[[ MATERIALS PROVIDED open ]]

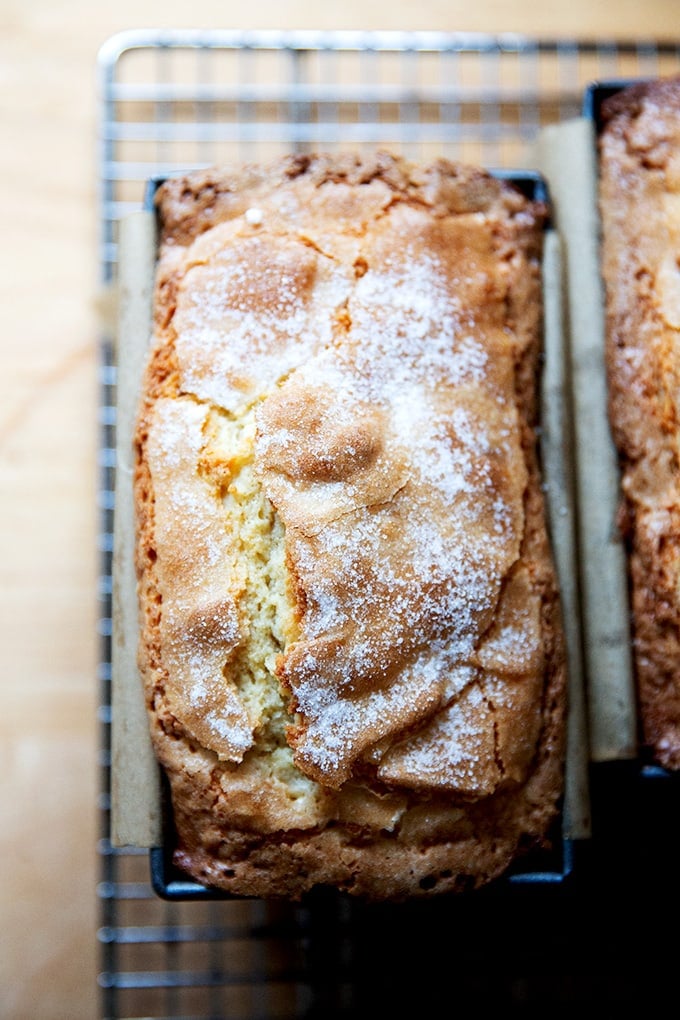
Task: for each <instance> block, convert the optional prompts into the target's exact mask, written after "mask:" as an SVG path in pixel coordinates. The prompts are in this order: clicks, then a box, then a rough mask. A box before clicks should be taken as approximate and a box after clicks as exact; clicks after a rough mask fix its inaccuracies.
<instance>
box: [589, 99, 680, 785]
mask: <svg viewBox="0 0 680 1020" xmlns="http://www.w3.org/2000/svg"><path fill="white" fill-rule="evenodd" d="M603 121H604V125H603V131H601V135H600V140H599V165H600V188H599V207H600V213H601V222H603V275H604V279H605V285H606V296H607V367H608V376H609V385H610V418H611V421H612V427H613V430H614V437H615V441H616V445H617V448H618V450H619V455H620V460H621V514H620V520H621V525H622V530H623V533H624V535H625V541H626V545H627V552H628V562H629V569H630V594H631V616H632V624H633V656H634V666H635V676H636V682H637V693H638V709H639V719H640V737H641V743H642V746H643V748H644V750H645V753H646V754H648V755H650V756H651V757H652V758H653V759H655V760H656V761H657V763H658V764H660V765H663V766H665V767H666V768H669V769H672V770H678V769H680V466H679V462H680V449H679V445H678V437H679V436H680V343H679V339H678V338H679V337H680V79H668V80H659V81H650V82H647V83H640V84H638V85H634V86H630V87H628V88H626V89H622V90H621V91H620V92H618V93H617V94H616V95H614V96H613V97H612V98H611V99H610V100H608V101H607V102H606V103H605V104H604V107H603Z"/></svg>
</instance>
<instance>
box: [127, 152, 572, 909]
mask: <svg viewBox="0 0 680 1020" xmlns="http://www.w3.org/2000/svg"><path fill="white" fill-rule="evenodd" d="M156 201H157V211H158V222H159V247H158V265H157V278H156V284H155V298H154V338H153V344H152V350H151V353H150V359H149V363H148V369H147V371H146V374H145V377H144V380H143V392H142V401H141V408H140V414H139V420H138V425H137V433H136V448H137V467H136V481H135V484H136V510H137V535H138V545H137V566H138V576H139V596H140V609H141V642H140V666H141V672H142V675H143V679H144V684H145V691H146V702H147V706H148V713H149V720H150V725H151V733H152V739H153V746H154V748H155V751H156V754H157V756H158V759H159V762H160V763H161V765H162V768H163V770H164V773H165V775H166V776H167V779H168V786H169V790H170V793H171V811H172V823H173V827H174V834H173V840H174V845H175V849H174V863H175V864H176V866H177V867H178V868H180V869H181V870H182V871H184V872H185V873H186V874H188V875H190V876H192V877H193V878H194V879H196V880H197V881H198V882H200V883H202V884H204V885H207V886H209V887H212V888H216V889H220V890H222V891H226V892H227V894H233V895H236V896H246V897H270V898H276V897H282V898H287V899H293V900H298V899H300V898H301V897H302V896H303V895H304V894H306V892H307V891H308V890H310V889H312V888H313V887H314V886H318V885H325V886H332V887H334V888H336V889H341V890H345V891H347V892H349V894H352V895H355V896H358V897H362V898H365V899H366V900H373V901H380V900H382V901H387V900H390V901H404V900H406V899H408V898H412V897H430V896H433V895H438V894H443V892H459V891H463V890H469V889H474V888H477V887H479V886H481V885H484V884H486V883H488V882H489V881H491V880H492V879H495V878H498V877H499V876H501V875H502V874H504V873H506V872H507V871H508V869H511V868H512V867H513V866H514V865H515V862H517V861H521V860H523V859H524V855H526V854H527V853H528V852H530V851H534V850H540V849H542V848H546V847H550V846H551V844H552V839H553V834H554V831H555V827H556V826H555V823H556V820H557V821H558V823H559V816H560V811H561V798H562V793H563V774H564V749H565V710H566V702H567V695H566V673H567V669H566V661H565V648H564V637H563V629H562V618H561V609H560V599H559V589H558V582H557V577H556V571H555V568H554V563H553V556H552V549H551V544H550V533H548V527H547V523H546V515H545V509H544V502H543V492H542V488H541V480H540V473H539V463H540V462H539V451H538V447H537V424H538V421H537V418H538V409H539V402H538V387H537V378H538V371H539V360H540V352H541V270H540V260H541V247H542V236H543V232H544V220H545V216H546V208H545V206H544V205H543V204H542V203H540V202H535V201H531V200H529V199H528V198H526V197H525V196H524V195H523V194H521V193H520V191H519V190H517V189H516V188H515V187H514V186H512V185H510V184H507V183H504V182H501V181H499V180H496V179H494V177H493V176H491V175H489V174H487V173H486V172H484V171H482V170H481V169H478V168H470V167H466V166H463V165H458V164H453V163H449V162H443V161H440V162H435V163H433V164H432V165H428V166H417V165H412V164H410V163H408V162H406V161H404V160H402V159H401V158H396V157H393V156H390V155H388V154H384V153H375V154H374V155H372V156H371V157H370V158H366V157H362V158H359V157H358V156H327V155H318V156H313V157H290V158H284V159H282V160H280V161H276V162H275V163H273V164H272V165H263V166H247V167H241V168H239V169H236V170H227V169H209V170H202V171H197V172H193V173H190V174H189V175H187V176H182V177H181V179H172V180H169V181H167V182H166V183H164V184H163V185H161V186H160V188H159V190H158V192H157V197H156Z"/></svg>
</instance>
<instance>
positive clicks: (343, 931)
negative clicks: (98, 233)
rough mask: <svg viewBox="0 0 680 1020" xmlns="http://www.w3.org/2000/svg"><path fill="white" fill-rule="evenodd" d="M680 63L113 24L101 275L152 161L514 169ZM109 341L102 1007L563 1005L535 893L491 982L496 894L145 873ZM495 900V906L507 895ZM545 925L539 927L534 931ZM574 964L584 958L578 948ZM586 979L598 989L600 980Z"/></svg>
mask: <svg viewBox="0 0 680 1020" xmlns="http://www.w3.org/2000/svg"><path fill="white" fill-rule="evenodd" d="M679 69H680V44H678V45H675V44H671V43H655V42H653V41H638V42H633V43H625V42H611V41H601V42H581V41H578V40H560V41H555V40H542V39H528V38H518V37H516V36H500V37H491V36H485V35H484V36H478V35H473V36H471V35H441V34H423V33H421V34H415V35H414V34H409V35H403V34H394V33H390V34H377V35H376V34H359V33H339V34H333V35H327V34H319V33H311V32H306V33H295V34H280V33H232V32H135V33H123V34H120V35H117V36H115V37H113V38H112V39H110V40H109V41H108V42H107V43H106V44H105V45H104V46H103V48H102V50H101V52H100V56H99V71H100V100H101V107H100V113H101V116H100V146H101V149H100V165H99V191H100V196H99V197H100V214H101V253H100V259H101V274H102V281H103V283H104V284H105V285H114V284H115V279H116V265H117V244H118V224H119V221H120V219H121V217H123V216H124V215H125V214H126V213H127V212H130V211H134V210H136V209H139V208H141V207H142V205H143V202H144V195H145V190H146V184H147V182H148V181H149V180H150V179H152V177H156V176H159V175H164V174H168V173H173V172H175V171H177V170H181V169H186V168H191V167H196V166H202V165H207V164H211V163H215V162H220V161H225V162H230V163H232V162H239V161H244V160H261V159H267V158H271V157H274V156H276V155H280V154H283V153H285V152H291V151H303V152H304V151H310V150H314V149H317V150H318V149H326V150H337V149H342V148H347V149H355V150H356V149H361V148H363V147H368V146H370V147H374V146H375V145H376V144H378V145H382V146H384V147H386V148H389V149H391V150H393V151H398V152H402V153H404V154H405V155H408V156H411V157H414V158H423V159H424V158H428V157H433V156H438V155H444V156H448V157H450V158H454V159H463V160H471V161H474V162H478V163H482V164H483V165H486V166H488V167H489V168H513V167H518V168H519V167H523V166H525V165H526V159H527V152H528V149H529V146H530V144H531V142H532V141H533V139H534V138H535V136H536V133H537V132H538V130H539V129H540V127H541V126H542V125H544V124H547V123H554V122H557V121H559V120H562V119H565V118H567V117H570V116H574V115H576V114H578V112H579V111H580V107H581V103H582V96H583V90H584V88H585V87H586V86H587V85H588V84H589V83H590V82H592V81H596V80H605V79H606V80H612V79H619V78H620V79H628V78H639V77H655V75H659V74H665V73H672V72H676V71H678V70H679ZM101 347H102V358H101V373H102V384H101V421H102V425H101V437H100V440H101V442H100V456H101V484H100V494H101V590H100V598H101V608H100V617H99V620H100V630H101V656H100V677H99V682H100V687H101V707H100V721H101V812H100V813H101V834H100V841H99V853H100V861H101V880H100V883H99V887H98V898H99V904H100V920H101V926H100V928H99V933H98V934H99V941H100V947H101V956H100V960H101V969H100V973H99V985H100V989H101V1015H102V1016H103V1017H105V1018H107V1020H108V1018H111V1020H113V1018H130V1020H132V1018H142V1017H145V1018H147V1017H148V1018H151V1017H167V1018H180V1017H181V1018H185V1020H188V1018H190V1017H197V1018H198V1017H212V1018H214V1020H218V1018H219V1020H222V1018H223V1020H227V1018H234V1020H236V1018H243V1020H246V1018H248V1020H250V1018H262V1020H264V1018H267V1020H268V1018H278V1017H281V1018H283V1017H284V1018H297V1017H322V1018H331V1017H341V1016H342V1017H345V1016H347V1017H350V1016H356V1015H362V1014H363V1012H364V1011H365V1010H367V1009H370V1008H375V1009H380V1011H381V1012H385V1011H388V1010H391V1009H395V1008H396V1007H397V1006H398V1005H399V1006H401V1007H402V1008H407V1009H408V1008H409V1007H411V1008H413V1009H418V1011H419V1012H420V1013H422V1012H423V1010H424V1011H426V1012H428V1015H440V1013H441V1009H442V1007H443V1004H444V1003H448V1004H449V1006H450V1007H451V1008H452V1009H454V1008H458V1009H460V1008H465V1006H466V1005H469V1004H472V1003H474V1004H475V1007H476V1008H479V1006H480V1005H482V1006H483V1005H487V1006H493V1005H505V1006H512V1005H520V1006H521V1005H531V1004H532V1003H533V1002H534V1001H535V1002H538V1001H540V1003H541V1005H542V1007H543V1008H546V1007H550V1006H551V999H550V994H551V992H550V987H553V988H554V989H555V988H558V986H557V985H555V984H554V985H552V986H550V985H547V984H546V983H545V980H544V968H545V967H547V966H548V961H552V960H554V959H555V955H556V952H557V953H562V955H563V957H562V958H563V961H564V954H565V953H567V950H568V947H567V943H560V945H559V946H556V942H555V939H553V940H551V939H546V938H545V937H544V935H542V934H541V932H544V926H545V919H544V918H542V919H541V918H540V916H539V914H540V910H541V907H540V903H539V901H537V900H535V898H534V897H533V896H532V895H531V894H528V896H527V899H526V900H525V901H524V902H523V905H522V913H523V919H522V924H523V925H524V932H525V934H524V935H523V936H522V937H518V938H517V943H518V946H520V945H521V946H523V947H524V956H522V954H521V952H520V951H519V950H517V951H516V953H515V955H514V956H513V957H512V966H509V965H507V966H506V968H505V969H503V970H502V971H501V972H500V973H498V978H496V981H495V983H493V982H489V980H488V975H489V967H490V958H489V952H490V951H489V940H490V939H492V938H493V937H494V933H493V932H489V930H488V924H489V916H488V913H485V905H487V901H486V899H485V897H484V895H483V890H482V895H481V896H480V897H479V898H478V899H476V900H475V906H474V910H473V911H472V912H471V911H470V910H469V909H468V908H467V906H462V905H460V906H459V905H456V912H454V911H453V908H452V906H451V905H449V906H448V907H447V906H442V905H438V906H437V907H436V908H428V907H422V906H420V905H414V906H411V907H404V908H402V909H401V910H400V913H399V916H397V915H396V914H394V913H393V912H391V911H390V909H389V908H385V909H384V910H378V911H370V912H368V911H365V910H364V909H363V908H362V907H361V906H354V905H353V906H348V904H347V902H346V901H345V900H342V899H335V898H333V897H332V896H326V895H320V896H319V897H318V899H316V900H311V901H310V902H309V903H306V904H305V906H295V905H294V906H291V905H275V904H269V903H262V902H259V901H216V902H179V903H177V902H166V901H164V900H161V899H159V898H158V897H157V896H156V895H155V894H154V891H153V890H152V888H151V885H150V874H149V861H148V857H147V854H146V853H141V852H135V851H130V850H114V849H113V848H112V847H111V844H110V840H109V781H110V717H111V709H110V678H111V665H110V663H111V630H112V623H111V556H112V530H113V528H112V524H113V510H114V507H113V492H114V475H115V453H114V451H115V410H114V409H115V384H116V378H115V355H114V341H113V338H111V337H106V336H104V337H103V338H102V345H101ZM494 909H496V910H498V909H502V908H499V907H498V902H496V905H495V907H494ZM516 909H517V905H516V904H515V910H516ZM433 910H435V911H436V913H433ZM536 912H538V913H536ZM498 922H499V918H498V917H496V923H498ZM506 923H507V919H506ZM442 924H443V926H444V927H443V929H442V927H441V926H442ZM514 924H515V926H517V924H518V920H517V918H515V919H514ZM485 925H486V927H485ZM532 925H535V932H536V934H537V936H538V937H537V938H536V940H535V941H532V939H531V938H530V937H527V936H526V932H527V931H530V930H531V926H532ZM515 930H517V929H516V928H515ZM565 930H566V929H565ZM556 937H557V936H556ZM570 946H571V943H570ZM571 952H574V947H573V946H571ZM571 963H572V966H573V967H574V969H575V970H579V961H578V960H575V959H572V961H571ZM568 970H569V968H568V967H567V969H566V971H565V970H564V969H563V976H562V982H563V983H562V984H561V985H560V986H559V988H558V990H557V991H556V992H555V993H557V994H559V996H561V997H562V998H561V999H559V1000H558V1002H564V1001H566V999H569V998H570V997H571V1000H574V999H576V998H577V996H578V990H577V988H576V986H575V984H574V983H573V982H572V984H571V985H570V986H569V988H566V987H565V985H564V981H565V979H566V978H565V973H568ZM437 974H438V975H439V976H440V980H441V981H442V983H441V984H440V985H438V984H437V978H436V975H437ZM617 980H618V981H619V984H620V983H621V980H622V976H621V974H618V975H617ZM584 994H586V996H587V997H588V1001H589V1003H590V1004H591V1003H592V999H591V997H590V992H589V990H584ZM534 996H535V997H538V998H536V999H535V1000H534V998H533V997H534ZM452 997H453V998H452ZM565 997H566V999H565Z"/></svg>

[[ MATERIALS PROVIDED closed ]]

A complete answer lists each line of the data that holds the word "clicks".

__SOLUTION TO THIS TASK__
Task: for each <instance> block, convert the optional prompts into the target's exact mask, written after "mask:" as an SVG path in pixel coordinates. The prompts are in this order: clicks, then a box, then a rough mask. A box before clicks should be taken as approximate and a box after clicks as exact; clicks after a rough mask fix its inaccuracies.
positive clicks: (343, 931)
negative clicks: (98, 233)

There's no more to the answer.